China’s cell-based meat future: Calls for national strategy to accelerate sector’s growth

By Pearly Neo contact

- Last updated on GMT

China should accelerate the development of its local cell-based meat sector to catch up with other countries that have a head start in this area, with a major focus placed on technology, regulations and innovation. ©Mosa Meat
China should accelerate the development of its local cell-based meat sector to catch up with other countries that have a head start in this area, with a major focus placed on technology, regulations and innovation. ©Mosa Meat

Related tags: China

China should accelerate the development of its local cell-based meat sector to catch up with other countries that have a head start in this area, with a major focus placed on technology, regulations and innovation.

The point was made by the National Committee of the Chinese People's Political Consultative Conference (CPPCC) member Sun Baoguo at China’s massive high-level plenary meeting between the CPPCC and National People’s Congress (NPC), the organisations responsible for making national-level decisions in the country.

Sun, who is also President of the Beijing Technology and Business University, suggested that from a national strategy perspective, China should implement policies to better prepare in this area as many other countries such as the United States, Japan, Israel and the EU have already been focusing on this for some time.

“Cell-based meat is being viewed as the most likely solution to meat supply via clean and sustainable means,”​ said Sun.

Dataset:
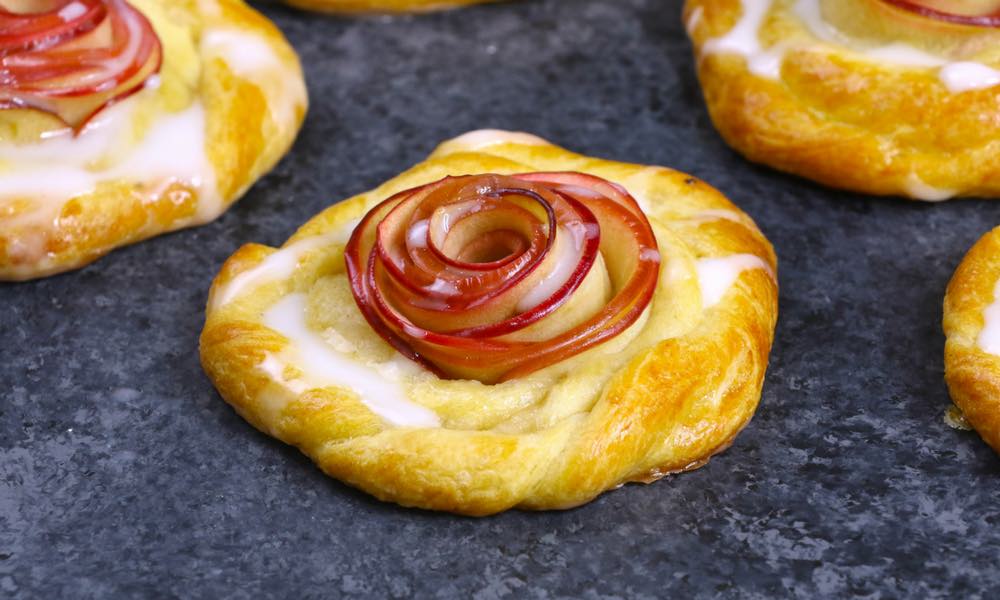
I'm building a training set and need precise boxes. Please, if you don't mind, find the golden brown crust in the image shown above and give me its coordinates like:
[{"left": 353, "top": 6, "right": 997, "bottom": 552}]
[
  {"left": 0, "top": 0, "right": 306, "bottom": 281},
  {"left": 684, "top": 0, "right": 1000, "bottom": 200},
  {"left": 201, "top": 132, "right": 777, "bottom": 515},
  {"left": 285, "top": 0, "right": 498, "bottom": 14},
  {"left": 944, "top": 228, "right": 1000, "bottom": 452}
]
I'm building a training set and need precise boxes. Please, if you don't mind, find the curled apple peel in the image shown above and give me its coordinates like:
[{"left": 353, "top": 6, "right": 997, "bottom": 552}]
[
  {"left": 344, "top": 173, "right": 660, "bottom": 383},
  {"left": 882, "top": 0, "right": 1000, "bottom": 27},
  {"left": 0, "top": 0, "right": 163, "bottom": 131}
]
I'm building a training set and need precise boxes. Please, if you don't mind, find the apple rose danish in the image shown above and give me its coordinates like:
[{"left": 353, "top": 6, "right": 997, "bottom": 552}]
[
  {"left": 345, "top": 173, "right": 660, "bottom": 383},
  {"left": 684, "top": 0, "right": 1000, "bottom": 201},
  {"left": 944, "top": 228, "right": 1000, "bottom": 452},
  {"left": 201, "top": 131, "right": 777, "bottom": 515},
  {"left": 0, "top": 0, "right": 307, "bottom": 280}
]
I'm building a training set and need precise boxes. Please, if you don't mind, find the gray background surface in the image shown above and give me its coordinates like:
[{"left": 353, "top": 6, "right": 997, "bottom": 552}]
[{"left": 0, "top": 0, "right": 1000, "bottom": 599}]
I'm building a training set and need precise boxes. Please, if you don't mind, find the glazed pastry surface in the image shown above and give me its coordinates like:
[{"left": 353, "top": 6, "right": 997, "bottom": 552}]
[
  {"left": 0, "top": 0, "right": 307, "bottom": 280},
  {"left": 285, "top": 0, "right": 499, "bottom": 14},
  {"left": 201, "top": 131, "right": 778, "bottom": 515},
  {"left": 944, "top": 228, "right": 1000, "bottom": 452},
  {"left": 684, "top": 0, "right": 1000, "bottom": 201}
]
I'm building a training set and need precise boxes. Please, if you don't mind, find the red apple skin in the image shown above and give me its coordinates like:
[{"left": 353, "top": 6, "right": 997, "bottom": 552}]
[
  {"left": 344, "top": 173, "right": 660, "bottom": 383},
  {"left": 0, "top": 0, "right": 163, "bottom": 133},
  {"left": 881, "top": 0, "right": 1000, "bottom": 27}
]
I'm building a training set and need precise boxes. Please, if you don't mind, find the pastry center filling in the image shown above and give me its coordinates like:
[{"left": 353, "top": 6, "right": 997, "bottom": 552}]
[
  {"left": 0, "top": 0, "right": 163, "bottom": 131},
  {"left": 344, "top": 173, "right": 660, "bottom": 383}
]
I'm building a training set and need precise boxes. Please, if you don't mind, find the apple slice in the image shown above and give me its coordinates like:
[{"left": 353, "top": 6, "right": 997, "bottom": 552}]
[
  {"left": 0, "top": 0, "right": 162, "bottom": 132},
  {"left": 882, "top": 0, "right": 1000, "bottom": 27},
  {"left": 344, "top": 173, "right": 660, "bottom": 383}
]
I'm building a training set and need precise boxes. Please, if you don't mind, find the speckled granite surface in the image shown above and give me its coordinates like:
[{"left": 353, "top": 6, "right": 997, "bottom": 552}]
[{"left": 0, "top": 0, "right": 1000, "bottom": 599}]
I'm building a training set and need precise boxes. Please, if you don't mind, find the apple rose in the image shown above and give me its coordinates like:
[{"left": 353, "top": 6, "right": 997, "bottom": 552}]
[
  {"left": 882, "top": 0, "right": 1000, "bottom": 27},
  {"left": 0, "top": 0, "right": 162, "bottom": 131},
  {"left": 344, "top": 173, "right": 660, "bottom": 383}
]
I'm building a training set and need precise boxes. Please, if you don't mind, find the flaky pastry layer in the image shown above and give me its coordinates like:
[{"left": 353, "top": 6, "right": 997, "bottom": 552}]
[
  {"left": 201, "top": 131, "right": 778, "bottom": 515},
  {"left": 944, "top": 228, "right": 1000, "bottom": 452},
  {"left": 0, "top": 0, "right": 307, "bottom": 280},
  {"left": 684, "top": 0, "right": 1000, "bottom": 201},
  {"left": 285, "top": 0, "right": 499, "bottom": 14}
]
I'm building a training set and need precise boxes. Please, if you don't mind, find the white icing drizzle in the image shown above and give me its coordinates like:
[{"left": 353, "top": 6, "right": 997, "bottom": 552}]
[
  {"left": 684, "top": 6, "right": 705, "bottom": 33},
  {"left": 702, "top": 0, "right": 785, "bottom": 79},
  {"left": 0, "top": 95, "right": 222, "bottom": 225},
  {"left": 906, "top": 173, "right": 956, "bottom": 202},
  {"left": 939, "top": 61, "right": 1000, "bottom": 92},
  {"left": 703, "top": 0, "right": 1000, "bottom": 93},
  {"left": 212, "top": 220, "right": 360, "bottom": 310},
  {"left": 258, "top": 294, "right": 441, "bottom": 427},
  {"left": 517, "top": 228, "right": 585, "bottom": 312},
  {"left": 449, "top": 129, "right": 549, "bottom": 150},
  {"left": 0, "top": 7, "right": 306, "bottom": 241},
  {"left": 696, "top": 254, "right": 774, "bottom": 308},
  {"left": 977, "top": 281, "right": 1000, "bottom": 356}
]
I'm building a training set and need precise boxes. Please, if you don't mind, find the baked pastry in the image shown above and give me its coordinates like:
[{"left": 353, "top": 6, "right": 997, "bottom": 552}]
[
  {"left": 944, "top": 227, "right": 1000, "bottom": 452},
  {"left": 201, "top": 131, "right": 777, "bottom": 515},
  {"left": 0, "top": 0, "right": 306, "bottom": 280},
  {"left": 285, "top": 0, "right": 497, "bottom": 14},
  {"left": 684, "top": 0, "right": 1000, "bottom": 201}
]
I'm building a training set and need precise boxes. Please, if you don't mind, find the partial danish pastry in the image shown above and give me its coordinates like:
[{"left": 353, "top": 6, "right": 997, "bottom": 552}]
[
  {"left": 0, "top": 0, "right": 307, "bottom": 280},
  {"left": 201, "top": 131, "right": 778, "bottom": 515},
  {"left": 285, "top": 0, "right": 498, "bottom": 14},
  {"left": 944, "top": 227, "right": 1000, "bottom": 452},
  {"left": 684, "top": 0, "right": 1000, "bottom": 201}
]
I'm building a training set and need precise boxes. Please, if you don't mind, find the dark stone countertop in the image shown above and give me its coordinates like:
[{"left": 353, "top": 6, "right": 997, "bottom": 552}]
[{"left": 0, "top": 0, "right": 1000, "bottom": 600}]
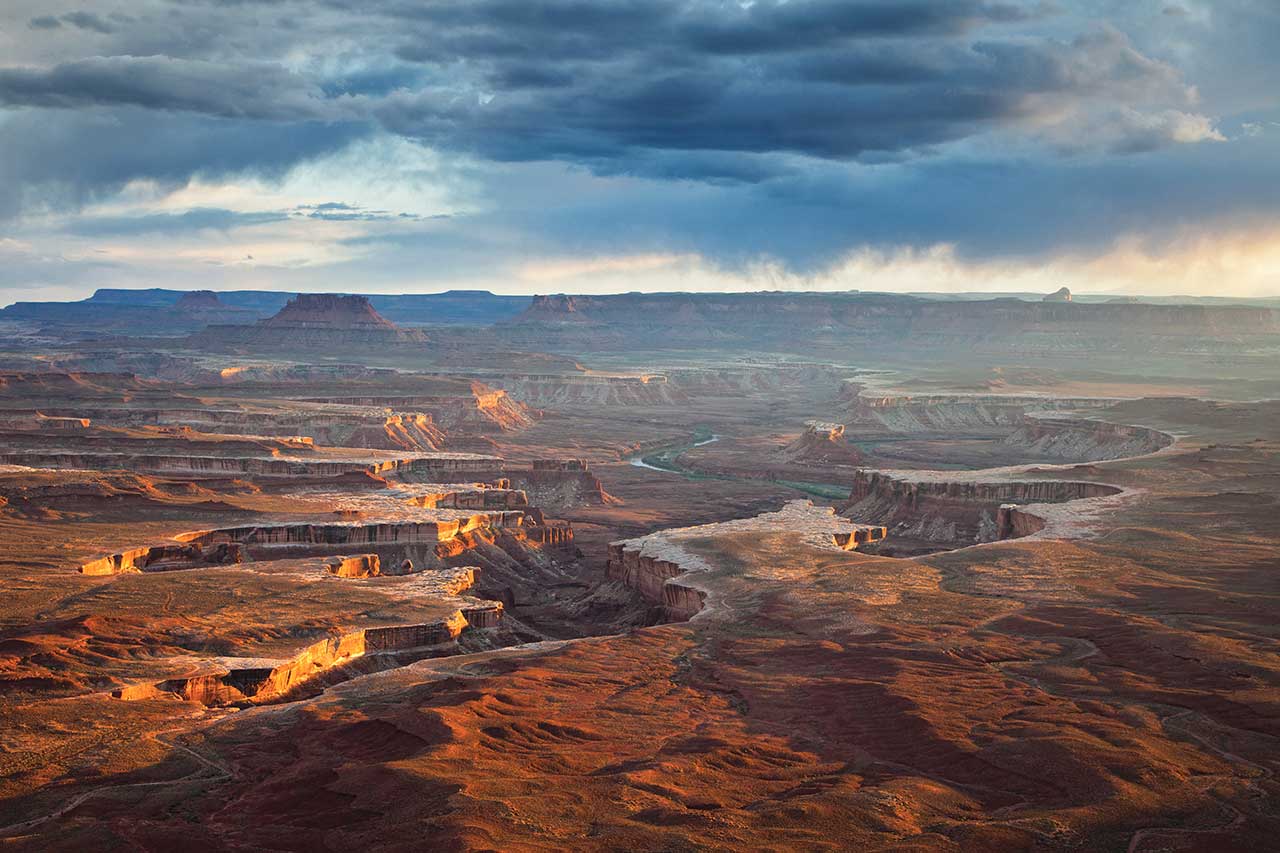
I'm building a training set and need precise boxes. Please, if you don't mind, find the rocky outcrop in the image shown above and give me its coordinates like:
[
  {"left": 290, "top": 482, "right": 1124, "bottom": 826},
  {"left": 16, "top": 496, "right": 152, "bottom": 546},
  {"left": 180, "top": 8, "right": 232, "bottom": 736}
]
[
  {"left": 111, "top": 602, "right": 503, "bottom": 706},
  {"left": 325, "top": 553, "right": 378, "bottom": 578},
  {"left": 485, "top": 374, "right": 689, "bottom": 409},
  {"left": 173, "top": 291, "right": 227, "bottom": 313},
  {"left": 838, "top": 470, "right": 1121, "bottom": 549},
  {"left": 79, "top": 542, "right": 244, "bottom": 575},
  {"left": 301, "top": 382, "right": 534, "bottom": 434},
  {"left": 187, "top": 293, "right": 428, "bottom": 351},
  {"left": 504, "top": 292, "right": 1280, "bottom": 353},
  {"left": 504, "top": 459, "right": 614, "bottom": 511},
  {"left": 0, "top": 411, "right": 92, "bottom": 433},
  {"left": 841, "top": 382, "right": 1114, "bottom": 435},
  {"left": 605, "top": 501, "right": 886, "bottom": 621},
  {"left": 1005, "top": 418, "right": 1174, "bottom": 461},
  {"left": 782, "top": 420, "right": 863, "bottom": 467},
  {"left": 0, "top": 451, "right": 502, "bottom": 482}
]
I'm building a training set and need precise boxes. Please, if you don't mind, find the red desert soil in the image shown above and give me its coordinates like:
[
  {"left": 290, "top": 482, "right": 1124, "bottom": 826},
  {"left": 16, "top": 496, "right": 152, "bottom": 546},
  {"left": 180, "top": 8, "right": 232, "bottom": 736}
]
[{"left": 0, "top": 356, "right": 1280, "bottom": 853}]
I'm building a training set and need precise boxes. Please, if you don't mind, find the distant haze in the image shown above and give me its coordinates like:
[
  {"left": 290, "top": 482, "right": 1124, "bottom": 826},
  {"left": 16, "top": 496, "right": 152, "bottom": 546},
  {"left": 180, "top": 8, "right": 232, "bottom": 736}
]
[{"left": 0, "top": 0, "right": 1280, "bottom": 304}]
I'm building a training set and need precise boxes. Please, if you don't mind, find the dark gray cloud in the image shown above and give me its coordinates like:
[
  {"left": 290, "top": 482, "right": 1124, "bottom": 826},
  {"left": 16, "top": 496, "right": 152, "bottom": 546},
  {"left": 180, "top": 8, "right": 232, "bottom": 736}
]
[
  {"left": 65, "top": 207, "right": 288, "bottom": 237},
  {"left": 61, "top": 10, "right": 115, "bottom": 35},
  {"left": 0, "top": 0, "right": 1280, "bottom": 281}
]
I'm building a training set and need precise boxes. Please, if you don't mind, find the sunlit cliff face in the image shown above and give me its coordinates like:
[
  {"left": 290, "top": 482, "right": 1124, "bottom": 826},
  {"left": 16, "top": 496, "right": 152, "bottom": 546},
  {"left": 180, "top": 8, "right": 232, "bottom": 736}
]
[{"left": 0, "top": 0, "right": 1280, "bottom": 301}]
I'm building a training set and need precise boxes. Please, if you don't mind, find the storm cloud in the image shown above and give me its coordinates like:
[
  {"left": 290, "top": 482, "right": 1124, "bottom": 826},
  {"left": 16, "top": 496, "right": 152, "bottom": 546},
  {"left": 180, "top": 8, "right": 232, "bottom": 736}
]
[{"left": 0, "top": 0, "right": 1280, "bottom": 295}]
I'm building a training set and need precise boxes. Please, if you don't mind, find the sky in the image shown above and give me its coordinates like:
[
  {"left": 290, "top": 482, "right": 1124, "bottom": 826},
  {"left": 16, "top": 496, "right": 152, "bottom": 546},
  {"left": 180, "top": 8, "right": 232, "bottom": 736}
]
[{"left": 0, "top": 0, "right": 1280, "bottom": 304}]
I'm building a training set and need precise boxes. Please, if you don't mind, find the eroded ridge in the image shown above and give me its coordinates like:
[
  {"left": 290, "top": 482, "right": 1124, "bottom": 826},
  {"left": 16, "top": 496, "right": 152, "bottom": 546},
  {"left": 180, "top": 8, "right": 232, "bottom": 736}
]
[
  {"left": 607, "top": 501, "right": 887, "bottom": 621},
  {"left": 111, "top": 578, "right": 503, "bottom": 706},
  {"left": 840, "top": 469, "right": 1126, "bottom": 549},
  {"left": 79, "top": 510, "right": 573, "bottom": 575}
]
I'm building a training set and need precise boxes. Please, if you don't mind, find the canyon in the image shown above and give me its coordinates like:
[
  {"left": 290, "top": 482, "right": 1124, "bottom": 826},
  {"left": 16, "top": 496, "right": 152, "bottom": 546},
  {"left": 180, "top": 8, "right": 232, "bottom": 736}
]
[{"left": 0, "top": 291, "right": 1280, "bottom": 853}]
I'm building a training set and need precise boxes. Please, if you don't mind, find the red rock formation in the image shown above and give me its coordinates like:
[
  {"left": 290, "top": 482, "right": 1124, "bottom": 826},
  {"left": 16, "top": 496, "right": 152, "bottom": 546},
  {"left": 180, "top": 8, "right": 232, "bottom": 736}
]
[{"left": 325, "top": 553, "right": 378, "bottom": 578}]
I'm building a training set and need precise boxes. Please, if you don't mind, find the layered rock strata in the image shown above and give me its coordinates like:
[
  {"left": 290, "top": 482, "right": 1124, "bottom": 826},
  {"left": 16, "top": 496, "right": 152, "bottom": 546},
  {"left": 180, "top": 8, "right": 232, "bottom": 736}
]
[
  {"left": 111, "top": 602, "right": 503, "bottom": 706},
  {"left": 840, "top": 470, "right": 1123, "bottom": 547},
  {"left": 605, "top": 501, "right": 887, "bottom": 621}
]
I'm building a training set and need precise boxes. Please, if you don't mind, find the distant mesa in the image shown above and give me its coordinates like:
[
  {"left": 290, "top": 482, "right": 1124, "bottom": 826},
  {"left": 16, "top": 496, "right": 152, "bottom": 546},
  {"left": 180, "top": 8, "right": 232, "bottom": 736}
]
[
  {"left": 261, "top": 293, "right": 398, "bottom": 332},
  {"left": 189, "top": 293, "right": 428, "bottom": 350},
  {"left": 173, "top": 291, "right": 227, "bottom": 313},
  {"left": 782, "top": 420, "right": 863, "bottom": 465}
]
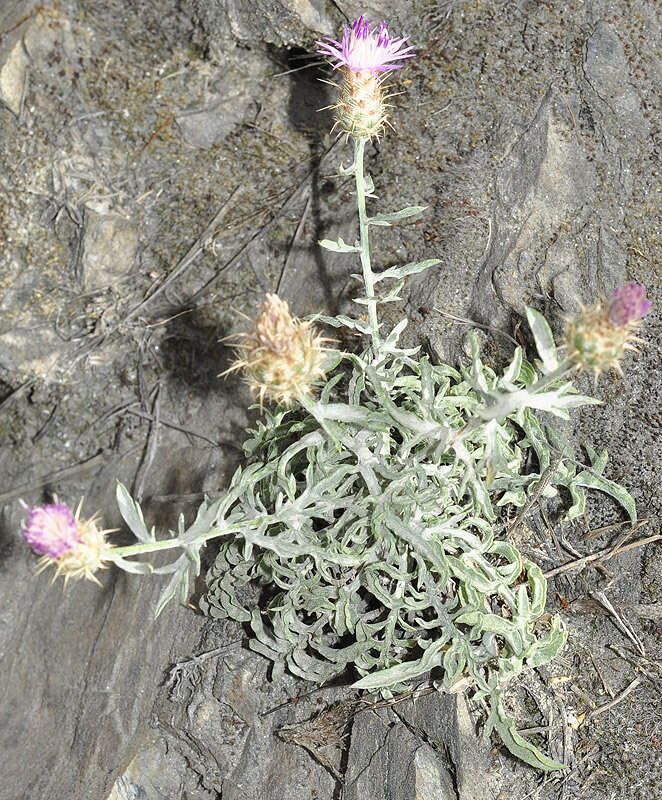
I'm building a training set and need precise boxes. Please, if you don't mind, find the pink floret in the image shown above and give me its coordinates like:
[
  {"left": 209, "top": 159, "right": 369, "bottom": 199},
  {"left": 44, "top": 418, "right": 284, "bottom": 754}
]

Aim of the task:
Copy the article on China's cell-based meat sector from "The point was" up to and including "for some time.", and rename "CPPCC" to "Consultative Conference" wherever it occurs.

Solved problem:
The point was made by the National Committee of the Chinese People's Political Consultative Conference (Consultative Conference) member Sun Baoguo at China’s massive high-level plenary meeting between the Consultative Conference and National People’s Congress (NPC), the organisations responsible for making national-level decisions in the country.

Sun, who is also President of the Beijing Technology and Business University, suggested that from a national strategy perspective, China should implement policies to better prepare in this area as many other countries such as the United States, Japan, Israel and the EU have already been focusing on this for some time.